**DIRECTIONS FOR THIS TASK**
Reproduce verbatim every line from the one that includes "In this exercise you will locate the red" to the closing line of the entries; omit everything before it.

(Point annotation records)
[Begin]
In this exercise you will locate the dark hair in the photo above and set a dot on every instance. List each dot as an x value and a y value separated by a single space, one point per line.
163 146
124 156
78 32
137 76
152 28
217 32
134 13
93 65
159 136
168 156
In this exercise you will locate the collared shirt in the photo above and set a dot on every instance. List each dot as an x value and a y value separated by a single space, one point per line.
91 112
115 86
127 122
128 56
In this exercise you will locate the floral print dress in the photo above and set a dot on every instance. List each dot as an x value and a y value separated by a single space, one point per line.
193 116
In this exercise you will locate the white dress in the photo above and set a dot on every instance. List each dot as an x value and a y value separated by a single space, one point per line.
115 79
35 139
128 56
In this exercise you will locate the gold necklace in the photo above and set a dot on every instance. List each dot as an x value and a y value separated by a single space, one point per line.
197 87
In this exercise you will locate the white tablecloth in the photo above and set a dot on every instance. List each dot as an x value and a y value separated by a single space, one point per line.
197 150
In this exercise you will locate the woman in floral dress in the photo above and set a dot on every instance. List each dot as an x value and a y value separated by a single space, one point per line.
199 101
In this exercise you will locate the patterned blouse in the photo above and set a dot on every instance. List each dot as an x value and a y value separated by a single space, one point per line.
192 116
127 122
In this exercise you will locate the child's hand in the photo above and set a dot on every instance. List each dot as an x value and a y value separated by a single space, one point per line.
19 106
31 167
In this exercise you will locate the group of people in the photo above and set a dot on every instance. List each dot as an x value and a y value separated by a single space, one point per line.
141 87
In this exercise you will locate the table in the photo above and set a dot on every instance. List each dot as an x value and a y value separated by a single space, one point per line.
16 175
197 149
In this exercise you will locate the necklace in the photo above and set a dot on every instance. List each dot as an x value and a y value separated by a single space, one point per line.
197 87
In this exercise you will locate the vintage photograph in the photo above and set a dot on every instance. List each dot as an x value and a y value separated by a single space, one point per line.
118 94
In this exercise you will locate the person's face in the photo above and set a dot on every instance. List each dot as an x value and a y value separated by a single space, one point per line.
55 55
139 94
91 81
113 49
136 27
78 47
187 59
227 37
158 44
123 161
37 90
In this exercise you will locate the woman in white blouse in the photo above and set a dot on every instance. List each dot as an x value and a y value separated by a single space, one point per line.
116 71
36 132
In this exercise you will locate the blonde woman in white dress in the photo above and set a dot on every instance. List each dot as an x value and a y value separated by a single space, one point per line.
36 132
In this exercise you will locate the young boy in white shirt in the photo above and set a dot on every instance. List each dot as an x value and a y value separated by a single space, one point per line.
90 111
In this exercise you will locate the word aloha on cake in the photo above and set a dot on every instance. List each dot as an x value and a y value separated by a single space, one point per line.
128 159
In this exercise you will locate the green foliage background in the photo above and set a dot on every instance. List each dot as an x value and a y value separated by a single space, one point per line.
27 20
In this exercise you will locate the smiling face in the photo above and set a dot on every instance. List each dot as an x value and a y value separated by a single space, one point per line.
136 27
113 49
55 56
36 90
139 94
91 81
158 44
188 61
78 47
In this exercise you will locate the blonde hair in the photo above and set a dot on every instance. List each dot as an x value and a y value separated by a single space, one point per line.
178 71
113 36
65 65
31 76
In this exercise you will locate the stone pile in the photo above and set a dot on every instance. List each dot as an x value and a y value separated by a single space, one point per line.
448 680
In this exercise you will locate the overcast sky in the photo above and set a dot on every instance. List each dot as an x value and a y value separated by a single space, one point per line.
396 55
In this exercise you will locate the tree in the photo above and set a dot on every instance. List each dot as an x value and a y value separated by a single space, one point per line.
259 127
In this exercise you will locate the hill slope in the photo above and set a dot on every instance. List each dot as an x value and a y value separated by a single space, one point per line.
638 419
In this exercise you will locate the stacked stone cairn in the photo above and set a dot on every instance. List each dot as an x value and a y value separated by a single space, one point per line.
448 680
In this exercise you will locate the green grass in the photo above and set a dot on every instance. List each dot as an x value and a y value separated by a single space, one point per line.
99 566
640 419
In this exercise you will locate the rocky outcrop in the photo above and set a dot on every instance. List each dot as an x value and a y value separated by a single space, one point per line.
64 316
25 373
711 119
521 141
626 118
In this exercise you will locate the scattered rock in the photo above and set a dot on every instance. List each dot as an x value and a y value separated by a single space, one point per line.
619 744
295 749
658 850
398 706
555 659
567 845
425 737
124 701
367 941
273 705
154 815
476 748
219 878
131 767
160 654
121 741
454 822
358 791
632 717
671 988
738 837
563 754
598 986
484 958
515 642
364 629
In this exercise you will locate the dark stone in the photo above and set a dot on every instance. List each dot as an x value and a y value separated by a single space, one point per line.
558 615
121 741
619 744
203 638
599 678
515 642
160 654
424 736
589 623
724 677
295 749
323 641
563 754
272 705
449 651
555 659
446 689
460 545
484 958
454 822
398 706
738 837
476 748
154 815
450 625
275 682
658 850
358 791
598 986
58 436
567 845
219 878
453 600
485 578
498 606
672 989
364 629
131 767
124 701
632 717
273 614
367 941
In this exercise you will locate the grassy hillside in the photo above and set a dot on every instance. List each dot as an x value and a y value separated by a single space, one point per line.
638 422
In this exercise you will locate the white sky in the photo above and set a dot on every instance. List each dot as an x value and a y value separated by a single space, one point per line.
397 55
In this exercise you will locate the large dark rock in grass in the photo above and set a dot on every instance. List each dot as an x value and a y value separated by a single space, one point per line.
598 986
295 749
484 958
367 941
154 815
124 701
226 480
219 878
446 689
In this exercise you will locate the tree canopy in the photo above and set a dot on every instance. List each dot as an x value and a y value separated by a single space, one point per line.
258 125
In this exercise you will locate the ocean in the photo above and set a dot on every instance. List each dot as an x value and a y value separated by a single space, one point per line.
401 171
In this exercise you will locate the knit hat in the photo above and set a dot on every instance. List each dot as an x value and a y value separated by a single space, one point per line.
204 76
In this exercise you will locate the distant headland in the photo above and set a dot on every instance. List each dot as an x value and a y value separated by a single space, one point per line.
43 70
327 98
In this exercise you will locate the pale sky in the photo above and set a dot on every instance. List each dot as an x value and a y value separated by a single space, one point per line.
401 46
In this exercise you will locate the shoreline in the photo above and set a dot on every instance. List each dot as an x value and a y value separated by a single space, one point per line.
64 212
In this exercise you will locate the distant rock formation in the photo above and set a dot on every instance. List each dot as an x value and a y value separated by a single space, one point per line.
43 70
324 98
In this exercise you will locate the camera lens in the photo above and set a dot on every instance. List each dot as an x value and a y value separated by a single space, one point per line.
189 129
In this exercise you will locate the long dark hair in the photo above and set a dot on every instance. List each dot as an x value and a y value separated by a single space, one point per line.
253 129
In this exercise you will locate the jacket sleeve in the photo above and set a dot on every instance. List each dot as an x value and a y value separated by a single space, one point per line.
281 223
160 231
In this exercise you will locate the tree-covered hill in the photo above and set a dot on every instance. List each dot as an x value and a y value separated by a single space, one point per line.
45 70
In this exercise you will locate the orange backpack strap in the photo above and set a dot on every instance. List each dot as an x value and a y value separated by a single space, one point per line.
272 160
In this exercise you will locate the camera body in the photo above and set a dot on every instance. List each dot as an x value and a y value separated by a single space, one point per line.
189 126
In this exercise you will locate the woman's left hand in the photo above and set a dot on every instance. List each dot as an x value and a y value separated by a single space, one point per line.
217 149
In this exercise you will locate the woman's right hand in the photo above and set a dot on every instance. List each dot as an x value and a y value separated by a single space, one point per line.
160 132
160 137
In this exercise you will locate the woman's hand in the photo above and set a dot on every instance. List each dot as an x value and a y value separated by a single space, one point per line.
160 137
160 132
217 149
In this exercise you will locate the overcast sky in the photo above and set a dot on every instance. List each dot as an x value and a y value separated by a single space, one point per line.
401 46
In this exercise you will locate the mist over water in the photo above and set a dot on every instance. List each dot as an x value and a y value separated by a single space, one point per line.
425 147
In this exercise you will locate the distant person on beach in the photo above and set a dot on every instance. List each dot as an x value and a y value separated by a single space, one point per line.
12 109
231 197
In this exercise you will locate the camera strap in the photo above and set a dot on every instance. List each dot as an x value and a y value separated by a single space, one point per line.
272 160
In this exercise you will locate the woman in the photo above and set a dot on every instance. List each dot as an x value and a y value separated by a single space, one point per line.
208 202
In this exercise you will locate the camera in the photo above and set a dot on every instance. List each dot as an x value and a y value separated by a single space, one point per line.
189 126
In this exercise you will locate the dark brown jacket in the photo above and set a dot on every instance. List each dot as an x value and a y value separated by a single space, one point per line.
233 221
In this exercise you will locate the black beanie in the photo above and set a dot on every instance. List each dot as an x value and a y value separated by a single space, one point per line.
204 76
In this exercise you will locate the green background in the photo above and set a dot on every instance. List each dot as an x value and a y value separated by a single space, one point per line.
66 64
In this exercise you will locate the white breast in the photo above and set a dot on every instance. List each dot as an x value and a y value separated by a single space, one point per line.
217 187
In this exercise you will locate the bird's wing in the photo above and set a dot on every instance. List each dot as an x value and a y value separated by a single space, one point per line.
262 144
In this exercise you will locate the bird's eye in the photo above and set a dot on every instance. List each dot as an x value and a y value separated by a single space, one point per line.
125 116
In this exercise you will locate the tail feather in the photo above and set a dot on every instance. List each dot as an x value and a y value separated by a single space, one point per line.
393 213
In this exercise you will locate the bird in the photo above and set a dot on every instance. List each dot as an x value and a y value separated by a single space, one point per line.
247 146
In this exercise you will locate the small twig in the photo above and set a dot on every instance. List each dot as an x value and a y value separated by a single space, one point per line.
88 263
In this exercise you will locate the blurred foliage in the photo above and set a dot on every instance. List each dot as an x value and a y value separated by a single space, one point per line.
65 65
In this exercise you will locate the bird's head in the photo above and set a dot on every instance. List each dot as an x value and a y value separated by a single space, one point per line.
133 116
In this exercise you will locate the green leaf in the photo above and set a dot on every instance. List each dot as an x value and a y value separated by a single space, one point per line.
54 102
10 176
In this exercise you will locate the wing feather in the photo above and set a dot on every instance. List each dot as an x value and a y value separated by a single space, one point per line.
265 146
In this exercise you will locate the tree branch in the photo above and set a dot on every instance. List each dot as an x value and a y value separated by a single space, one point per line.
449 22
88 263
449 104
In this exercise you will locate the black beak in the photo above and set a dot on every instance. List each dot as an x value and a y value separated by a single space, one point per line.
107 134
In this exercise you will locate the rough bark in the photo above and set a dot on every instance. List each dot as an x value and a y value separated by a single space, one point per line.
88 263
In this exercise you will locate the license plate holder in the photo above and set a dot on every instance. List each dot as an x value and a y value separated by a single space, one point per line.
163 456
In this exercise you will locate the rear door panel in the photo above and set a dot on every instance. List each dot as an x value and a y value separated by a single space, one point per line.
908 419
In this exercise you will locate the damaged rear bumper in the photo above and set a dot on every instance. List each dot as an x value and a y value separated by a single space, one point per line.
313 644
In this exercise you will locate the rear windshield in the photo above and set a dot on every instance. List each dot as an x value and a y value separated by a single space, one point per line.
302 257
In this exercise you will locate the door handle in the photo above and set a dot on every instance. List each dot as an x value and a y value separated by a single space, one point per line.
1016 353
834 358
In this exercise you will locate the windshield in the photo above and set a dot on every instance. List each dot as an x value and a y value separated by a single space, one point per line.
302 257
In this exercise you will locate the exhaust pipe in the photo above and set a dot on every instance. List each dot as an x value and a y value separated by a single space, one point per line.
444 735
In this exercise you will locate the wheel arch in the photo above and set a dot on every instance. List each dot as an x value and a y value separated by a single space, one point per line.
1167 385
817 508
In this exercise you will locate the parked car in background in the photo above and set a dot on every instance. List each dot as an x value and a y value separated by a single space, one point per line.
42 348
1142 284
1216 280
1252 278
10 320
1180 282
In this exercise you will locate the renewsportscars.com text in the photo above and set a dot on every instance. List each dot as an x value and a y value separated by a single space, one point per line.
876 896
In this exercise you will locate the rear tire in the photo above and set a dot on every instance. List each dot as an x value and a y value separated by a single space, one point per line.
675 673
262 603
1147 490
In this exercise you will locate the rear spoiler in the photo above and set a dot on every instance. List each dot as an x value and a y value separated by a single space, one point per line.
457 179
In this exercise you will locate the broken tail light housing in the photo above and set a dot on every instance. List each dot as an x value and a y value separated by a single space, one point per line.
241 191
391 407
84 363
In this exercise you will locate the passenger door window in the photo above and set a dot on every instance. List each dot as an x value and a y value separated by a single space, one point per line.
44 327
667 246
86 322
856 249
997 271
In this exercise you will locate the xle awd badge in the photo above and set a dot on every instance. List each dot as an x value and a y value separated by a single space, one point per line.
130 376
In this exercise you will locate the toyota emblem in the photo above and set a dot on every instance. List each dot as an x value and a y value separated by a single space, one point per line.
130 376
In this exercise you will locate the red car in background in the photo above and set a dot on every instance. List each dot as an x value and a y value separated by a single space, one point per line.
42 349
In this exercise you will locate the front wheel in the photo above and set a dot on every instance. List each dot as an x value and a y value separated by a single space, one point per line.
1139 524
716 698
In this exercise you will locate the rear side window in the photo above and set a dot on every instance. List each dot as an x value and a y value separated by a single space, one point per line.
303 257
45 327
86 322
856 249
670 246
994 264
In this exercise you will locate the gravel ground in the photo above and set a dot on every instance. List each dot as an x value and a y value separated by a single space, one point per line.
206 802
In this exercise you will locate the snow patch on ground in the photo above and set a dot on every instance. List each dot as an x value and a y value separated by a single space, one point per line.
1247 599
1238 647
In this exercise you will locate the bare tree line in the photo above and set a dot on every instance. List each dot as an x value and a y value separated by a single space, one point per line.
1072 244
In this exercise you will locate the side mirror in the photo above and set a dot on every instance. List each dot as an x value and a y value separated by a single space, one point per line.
[End]
**REPLY**
In this exercise you will locate the red car in background in the photo above and set a dot on every instance. List each dot as an x value and a y value separated by a single space, one point per line.
42 349
In this exercise you will locate the front wheel in the photo above and set a dot on every instance. List each dot as an x value and a y value separated by a single space, one point per line.
1139 524
716 698
In this exercise you will locate the rear side window in the photo above and set a dot on every instance. List each dot as an x value and a y value separated by a single space, one point per line.
303 257
45 327
86 322
856 249
670 246
994 264
In this exercise you will locate the gravel ground in the photo above and set a dot on every instance. List each dot as an x value and a y value separated by a single space, one point per line.
206 802
In this exercise you will locate the snow patch on ground in the photo above and set a dot on every instance. List each dot as an x value and a y value separated by a single space, one point per line.
1247 599
1238 647
In this exercise you will locate the bare tree line in the photo above and set a dot on every instance. List each dot as an x value and a y value separated by a single space, one point per line.
1072 244
In this exercise you will locate the side mirror in the photo above and set a dot on every instance. List each dot as an x value and a y value separated by a single space, one point per line.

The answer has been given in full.